ИСХОДНЫЙ ТЕКСТ:

Но время все стремительней, а беды все страшней: вот он уволен из университета, потому что не место еврею на государственной службе. Правда, уволен с пенсией и едва ли не с почестями, и беда только в том, что пенсия недостаточно велика. Ему — известному ученому и ветерану войны — могли бы дать больше. Жена разводит возле домика сад, они катаются на машине, а друзья за кофе не теряют уверенности: это не может продолжаться долго.
Вот уже и рецензии в журналах публиковать ему нельзя, и понятно, что книги, которые он пишет, тоже едва ли когда-нибудь будут изданы. И это не может продолжаться долго, но это длится, не хочет кончаться, это, похоже, вообще никогда не кончится. Автомобиль приходится продать по дешевке, потому что евреям нельзя больше водить автомобиль. Вместо собственного домика — «еврейский дом» (гетто в Дрездене не было, евреев сселяли в отдельные дома). На груди расцветает звезда Давида, в кармане появляется особый паспорт с большой буквой J, красивый готический шрифт. Он теперь не Виктор Клемперер, а Виктор Израиль Клемперер, этого требуют расовые законы. Если имя не «иудейское», то Израиль — обязательная добавка.

Записи набора данных с точечной разметкой:
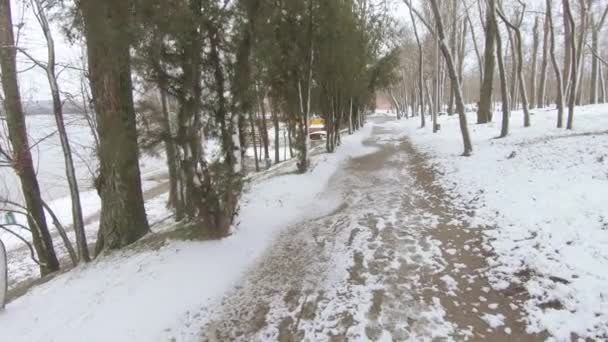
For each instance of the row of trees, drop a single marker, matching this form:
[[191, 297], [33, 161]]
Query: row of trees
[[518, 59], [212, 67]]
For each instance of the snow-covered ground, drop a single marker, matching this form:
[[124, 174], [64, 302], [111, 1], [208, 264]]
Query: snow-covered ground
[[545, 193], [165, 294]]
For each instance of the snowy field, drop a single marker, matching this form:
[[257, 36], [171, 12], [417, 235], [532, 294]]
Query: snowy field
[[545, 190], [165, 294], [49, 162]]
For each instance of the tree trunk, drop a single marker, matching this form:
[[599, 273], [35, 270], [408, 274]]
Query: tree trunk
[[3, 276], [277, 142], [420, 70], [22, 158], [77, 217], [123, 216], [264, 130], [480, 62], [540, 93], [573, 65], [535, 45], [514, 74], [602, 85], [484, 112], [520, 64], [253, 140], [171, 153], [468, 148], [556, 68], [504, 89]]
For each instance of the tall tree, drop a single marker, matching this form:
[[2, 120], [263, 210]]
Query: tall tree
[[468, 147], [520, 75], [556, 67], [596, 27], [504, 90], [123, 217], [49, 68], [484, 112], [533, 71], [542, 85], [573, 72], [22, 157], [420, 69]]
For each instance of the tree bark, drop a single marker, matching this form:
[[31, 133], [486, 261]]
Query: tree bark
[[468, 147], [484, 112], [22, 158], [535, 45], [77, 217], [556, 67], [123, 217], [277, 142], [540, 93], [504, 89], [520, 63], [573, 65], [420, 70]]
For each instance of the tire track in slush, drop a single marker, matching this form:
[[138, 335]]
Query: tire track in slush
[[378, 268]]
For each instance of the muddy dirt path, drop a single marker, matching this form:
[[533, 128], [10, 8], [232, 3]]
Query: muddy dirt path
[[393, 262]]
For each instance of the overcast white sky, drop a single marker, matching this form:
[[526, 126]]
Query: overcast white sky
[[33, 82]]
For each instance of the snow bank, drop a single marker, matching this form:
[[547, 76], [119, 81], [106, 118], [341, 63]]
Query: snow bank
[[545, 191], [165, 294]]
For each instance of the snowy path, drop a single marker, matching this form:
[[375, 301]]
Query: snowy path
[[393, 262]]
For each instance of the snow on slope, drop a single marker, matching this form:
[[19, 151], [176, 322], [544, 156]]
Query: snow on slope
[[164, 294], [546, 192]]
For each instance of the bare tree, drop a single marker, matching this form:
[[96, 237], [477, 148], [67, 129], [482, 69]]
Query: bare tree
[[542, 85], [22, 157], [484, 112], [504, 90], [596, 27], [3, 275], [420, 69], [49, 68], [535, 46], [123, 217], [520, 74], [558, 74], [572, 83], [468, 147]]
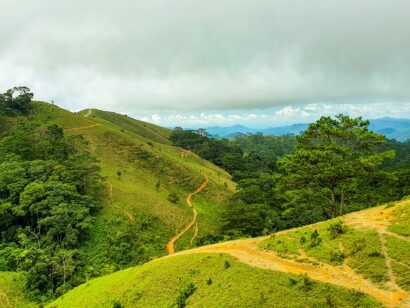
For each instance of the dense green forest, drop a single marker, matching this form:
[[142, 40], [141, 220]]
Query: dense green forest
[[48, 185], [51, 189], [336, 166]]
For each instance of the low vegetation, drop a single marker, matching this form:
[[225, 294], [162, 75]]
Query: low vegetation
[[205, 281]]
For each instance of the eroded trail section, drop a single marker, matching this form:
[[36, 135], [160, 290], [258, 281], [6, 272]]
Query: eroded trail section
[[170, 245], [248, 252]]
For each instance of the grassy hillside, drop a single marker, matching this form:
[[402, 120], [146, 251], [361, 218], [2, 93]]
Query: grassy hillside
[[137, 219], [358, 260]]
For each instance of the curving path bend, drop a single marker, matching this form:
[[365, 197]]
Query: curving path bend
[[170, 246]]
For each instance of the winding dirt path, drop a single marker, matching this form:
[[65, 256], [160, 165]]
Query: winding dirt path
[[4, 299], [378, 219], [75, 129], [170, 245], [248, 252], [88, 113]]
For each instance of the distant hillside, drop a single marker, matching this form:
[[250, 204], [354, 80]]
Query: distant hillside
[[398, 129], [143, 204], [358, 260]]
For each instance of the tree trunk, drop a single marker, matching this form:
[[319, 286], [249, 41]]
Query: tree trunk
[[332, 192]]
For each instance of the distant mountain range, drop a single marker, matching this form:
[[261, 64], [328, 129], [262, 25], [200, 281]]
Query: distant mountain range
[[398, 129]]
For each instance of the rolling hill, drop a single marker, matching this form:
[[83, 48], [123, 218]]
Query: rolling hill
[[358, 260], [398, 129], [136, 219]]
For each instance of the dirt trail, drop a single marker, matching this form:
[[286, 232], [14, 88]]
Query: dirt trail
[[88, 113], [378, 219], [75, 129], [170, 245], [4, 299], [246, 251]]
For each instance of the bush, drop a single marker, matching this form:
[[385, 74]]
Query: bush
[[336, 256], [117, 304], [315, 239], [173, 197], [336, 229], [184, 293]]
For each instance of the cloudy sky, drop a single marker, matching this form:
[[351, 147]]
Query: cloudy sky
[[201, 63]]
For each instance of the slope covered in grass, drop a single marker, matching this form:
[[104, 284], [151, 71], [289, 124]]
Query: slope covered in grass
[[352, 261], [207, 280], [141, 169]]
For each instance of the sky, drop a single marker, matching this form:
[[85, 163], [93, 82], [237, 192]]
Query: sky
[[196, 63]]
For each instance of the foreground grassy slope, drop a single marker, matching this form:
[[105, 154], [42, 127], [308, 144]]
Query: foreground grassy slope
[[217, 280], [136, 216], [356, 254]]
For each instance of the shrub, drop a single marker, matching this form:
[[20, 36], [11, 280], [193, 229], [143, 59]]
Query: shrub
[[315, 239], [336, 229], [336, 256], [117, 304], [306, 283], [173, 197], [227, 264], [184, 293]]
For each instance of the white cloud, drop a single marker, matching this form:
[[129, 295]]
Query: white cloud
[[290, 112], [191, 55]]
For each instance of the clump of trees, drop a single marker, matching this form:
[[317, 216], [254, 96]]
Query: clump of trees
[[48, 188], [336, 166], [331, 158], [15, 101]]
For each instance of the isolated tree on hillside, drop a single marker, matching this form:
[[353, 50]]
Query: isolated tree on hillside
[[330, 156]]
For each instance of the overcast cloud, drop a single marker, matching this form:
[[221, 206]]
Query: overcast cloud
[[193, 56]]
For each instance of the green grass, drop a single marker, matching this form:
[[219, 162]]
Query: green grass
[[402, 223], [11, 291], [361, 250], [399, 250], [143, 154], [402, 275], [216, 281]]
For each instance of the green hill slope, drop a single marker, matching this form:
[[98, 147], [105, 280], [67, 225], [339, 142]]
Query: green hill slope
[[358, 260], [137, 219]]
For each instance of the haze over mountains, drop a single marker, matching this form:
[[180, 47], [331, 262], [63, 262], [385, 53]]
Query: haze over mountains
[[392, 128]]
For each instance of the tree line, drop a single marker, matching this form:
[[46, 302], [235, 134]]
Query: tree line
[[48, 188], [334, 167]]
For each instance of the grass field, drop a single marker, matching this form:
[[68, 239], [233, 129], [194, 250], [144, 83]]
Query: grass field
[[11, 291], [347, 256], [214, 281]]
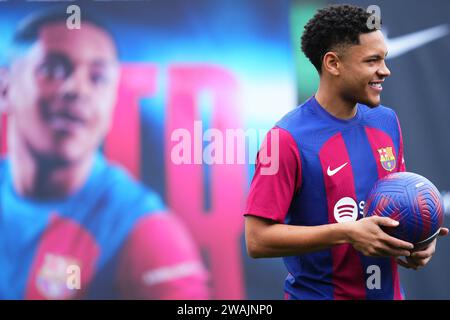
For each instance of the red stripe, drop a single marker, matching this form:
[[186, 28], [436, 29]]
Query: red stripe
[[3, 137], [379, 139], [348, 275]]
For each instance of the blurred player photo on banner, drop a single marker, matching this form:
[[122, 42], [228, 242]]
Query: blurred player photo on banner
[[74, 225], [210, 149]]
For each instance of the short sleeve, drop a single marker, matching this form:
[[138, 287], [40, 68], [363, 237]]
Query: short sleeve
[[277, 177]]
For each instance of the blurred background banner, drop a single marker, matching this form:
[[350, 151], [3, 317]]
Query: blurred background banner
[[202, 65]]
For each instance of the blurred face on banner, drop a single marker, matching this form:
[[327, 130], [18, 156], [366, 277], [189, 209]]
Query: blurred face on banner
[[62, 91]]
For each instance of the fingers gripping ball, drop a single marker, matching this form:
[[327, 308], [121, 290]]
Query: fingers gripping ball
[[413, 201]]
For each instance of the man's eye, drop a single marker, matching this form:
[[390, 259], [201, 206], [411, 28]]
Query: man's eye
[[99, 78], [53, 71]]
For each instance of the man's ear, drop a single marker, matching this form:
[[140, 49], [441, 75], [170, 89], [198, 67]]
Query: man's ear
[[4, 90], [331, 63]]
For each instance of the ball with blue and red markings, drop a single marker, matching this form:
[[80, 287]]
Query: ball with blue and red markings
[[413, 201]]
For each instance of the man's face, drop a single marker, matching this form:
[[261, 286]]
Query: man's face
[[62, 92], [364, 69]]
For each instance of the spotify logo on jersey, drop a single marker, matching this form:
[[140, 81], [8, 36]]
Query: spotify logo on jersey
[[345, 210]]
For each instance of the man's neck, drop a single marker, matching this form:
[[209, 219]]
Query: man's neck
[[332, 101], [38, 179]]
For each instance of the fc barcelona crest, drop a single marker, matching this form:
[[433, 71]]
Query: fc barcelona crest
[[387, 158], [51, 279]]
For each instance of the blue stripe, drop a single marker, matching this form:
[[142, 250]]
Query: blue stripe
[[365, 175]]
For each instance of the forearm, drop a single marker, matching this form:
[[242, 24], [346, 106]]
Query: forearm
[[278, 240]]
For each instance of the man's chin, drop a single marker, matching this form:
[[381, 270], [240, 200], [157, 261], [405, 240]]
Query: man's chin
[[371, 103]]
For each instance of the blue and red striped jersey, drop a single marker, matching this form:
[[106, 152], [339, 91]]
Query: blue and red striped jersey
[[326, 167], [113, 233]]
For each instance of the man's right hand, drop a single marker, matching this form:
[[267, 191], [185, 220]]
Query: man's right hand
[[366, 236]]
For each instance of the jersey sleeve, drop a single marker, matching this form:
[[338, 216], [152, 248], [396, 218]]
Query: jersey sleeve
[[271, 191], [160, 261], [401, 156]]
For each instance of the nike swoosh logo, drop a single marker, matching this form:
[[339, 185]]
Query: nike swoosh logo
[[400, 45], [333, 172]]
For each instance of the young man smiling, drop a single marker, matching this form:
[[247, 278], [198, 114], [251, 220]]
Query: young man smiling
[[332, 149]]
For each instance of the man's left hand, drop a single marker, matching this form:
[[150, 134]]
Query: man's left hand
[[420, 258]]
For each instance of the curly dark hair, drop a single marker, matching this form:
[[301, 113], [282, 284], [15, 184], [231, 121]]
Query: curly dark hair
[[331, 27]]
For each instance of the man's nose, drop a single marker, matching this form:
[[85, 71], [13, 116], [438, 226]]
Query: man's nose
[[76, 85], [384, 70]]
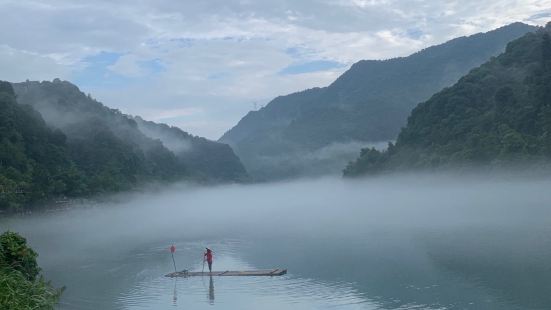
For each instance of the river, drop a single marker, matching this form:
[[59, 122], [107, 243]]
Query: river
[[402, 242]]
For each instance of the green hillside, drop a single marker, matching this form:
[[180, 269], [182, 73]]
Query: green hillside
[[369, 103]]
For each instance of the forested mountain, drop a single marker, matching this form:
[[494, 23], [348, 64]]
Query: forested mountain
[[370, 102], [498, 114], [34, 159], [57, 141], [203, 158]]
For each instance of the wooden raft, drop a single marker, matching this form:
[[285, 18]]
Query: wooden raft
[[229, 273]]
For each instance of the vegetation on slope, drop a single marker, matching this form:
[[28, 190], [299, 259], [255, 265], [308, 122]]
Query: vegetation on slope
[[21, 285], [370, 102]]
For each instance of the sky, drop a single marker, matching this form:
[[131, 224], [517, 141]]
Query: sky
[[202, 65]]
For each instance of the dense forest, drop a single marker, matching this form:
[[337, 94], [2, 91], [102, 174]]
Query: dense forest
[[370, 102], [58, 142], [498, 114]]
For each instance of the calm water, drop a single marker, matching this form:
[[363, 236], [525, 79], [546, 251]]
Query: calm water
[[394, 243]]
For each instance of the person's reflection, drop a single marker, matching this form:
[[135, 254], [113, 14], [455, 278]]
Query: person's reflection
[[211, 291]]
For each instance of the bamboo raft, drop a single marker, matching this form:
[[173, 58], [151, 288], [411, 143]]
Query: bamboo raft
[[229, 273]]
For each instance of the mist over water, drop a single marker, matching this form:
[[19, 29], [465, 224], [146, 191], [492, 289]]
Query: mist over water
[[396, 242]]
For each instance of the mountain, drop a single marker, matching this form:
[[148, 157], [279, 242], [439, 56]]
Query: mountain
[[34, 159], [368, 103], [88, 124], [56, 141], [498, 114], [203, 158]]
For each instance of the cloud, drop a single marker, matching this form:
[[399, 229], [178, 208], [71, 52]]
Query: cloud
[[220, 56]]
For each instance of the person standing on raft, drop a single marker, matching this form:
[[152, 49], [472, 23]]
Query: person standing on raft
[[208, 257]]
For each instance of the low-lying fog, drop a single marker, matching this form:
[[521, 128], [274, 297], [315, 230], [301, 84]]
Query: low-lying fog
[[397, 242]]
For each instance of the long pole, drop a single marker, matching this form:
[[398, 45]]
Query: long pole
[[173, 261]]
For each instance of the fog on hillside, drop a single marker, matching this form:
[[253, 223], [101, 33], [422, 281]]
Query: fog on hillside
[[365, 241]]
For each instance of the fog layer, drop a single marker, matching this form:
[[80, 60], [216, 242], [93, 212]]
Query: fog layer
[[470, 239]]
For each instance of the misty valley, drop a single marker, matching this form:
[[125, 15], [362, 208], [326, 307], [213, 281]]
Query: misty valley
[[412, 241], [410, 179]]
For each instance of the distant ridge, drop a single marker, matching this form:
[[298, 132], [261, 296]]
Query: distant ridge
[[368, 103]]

ЗАДАНИЯ ДЛЯ ВЫПОЛНЕНИЯ:
a. Согласно фрагменту о Викторе Клемперере, почему ему пришлось дешево продать автомобиль?
b. Укажите число строк, в которых встречается слово «markings», с учетом регистра букв. В ответе приведите только число.

ОТВЕТЫ ПО ПОРЯДКУ:
a. Евреям больше нельзя было водить автомобиль.

b. 2